======== Dataset records

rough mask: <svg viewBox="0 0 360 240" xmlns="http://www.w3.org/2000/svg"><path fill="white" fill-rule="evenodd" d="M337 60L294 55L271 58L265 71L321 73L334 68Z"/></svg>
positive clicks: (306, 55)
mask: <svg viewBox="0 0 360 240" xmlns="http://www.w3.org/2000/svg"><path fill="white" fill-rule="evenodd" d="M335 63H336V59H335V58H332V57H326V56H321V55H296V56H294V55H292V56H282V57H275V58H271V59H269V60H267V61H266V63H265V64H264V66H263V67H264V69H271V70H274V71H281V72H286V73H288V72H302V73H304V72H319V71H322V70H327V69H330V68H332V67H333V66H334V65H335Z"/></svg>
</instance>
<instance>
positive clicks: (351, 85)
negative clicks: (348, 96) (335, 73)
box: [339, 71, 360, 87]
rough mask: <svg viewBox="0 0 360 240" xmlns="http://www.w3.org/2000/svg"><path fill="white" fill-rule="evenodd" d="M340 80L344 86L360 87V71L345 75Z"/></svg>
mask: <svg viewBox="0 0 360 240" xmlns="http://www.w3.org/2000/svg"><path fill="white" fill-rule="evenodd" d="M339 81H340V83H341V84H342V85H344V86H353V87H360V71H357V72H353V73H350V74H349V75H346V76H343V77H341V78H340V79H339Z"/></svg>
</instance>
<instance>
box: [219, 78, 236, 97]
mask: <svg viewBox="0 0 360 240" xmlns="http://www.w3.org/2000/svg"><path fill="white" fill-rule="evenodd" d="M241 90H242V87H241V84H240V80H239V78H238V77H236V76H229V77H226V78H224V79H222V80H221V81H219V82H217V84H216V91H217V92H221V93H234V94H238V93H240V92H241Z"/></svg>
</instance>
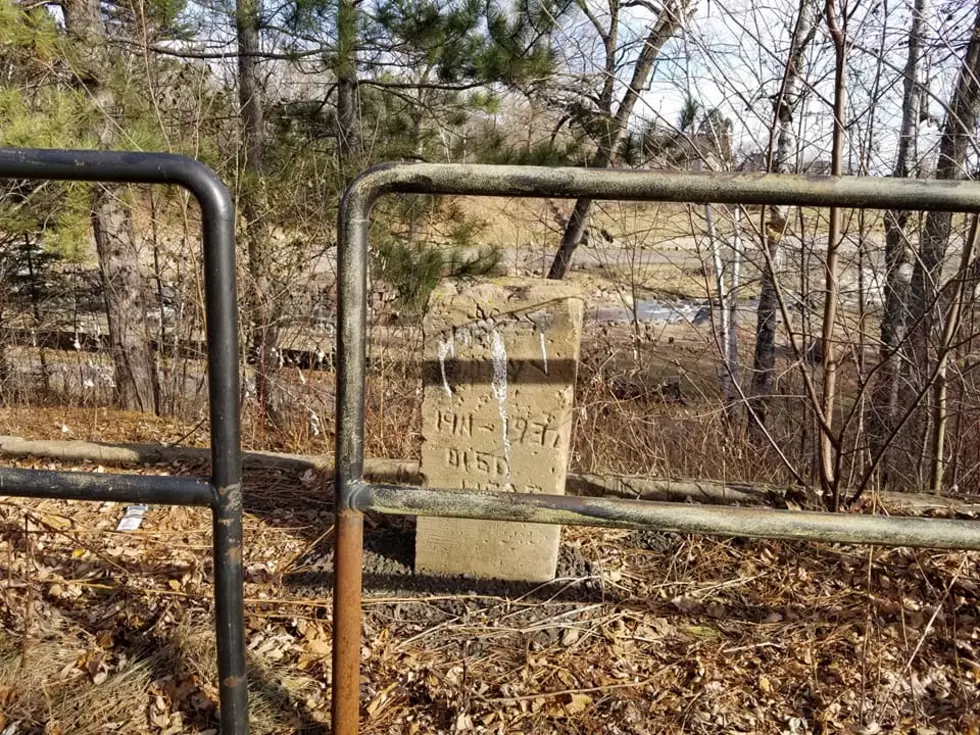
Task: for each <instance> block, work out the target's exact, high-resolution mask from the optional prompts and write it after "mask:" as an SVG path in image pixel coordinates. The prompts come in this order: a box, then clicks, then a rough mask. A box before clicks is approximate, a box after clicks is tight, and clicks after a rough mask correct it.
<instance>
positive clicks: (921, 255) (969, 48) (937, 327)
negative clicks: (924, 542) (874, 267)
mask: <svg viewBox="0 0 980 735" xmlns="http://www.w3.org/2000/svg"><path fill="white" fill-rule="evenodd" d="M978 116H980V11H978V12H977V16H976V19H975V21H974V25H973V29H972V31H971V34H970V38H969V41H968V43H967V45H966V50H965V53H964V55H963V62H962V65H961V67H960V71H959V75H958V77H957V81H956V87H955V89H954V91H953V96H952V99H951V100H950V104H949V107H948V110H947V113H946V121H945V123H944V124H943V133H942V138H941V140H940V143H939V160H938V162H937V165H936V178H938V179H942V180H947V181H949V180H956V179H961V178H963V177H964V175H965V174H964V166H965V163H966V158H967V154H968V152H969V149H970V146H971V141H972V140H973V139H974V136H975V134H976V129H977V122H978ZM952 220H953V215H952V213H951V212H929V213H928V215H926V220H925V225H924V226H923V229H922V235H921V238H920V240H919V252H918V258H917V260H916V263H915V268H914V270H913V272H912V286H911V293H910V306H909V318H910V322H911V324H912V325H913V331H912V334H911V345H910V346H911V351H912V360H913V361H914V365H915V367H916V368H918V369H920V370H921V371H922V374H928V373H929V372H930V371H929V366H930V364H931V360H930V356H929V351H928V346H929V340H930V336H931V335H932V333H933V330H934V329H935V330H938V332H939V333H940V344H939V346H938V349H937V355H936V361H937V363H936V370H935V371H933V372H934V381H935V382H934V383H933V386H932V388H933V402H932V408H933V412H932V417H931V423H932V431H931V439H930V444H931V450H932V457H933V462H932V465H931V466H932V470H931V474H930V486H931V487H932V488H933V490H935V491H937V492H938V491H939V490H941V488H942V475H943V468H944V466H945V459H944V456H943V454H944V451H945V432H946V410H947V408H946V364H947V360H948V354H949V351H950V347H951V341H952V338H953V335H954V334H955V333H956V328H957V327H958V324H957V322H958V320H959V315H960V307H959V305H958V304H959V300H960V298H961V295H960V296H954V304H953V306H952V307H951V308H950V309H949V311H948V313H946V314H943V313H942V308H943V306H944V305H943V304H942V300H941V299H940V298H939V296H940V293H941V283H942V266H943V261H944V260H945V258H946V253H947V250H948V248H949V243H950V237H951V235H952ZM972 237H973V234H971V236H970V240H971V242H969V243H967V244H965V245H964V247H963V255H964V257H965V256H966V255H967V254H968V253H969V251H970V250H971V249H972ZM965 267H966V266H965V264H964V266H963V267H962V268H961V270H965ZM962 277H963V276H959V278H958V281H959V280H961V279H962ZM959 288H960V287H959V286H958V287H957V289H959ZM957 293H959V290H957ZM944 317H945V318H944ZM921 384H922V383H921V381H920V385H921Z"/></svg>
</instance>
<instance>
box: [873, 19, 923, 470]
mask: <svg viewBox="0 0 980 735" xmlns="http://www.w3.org/2000/svg"><path fill="white" fill-rule="evenodd" d="M925 10H926V0H915V6H914V7H913V10H912V23H911V26H910V27H909V42H908V56H907V58H906V62H905V74H904V77H905V79H904V92H903V96H902V126H901V128H900V130H899V138H898V155H897V156H896V158H895V168H894V169H893V171H892V176H893V177H895V178H903V179H904V178H906V177H907V176H908V175H909V173H910V169H911V164H912V163H913V162H914V161H915V159H916V139H917V134H918V125H919V103H920V101H921V95H920V94H919V72H920V70H919V65H920V60H921V58H922V42H923V23H924V18H925ZM908 219H909V213H908V212H906V211H901V210H890V211H888V212H886V213H885V305H884V313H883V314H882V319H881V367H880V369H879V372H878V380H877V383H876V385H875V389H874V391H873V392H872V408H871V411H872V413H871V420H870V421H869V424H870V428H871V442H872V452H873V453H877V452H879V451H881V447H883V446H884V445H885V442H887V441H888V437H889V435H890V434H891V433H892V432H893V431H894V430H895V422H896V421H897V420H898V416H899V414H900V411H899V405H898V392H899V391H898V387H899V384H900V381H901V374H902V369H901V362H900V361H899V359H898V354H899V350H900V348H901V347H902V345H903V344H904V343H905V336H906V329H907V326H908V301H909V287H910V283H911V271H912V268H911V265H910V257H909V248H908V233H907V232H906V226H907V224H908ZM887 466H888V465H887V463H886V464H885V465H884V467H885V469H886V470H887Z"/></svg>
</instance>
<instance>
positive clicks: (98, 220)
mask: <svg viewBox="0 0 980 735" xmlns="http://www.w3.org/2000/svg"><path fill="white" fill-rule="evenodd" d="M63 10H64V13H65V26H66V28H67V29H68V32H69V34H71V36H72V37H73V38H74V39H75V40H76V41H77V46H78V49H79V52H80V58H81V65H80V68H79V69H78V75H79V79H80V81H81V83H82V84H83V85H84V86H85V88H86V90H87V91H88V93H89V95H90V96H91V98H92V99H93V100H94V102H95V105H96V106H97V107H98V108H99V110H100V111H101V113H102V115H103V117H102V118H101V120H100V122H99V128H98V130H97V135H98V138H99V146H100V147H101V148H112V147H114V146H115V145H116V144H117V140H116V138H117V132H116V125H115V123H114V121H113V120H111V119H110V118H109V115H110V114H111V111H112V110H113V108H114V107H115V102H116V100H115V97H114V94H113V92H112V90H111V89H110V88H109V87H108V86H107V85H106V84H105V81H104V79H105V77H106V75H107V74H108V72H109V69H110V68H111V65H112V59H111V58H110V55H109V52H108V48H107V46H106V38H105V26H104V24H103V20H102V13H101V7H100V4H99V2H98V0H68V2H66V3H65V4H64V5H63ZM122 191H123V190H122V189H121V188H120V187H117V186H103V185H98V186H94V187H93V188H92V230H93V233H94V235H95V245H96V251H97V254H98V258H99V271H100V274H101V281H102V290H103V296H104V300H105V308H106V318H107V320H108V323H109V340H110V343H111V353H112V359H113V369H114V376H113V377H114V381H115V386H116V395H117V397H118V400H119V403H120V405H121V406H122V407H123V408H125V409H129V410H133V411H145V412H155V411H157V409H158V398H159V389H158V380H157V370H156V360H155V356H154V354H153V352H152V350H151V349H150V345H149V333H148V331H147V324H146V300H145V296H144V293H143V279H142V277H141V275H140V267H139V248H138V247H137V244H136V235H135V233H134V231H133V224H132V219H131V217H130V212H129V208H128V207H127V206H126V205H125V203H124V202H123V201H122V199H121V193H122Z"/></svg>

================

* [Problem to work on] From the listing above, repeat only the lines between the line containing "box: [339, 71, 360, 87]" and the line containing "positive clicks: (921, 255)", those two included. Pictures are not part of the copy.

* [Output of the exercise]
box: [339, 71, 360, 87]
rough mask: <svg viewBox="0 0 360 240" xmlns="http://www.w3.org/2000/svg"><path fill="white" fill-rule="evenodd" d="M340 80L344 86L360 87V71L345 75Z"/></svg>
mask: <svg viewBox="0 0 360 240" xmlns="http://www.w3.org/2000/svg"><path fill="white" fill-rule="evenodd" d="M339 81H340V83H341V84H342V85H344V86H353V87H360V71H357V72H353V73H350V74H349V75H346V76H343V77H341V78H340V79H339Z"/></svg>
</instance>
<instance>
box: [219, 78, 236, 97]
mask: <svg viewBox="0 0 360 240" xmlns="http://www.w3.org/2000/svg"><path fill="white" fill-rule="evenodd" d="M241 90H242V87H241V84H240V80H239V78H238V77H236V76H229V77H226V78H224V79H222V80H221V81H219V82H217V84H216V91H217V92H221V93H234V94H238V93H240V92H241Z"/></svg>
</instance>
Task: for each <instance> block, work out the target's exact, high-resolution mask from the optional prompts and write it after "mask:" as an SVG path in image pixel coordinates. The prompts come in this order: a box, then clicks, then a rough mask. A box before clicks is approximate, a box after clicks is tight, and clicks after a rough mask correct it.
<instance>
positive clicks: (921, 255) (969, 48) (937, 327)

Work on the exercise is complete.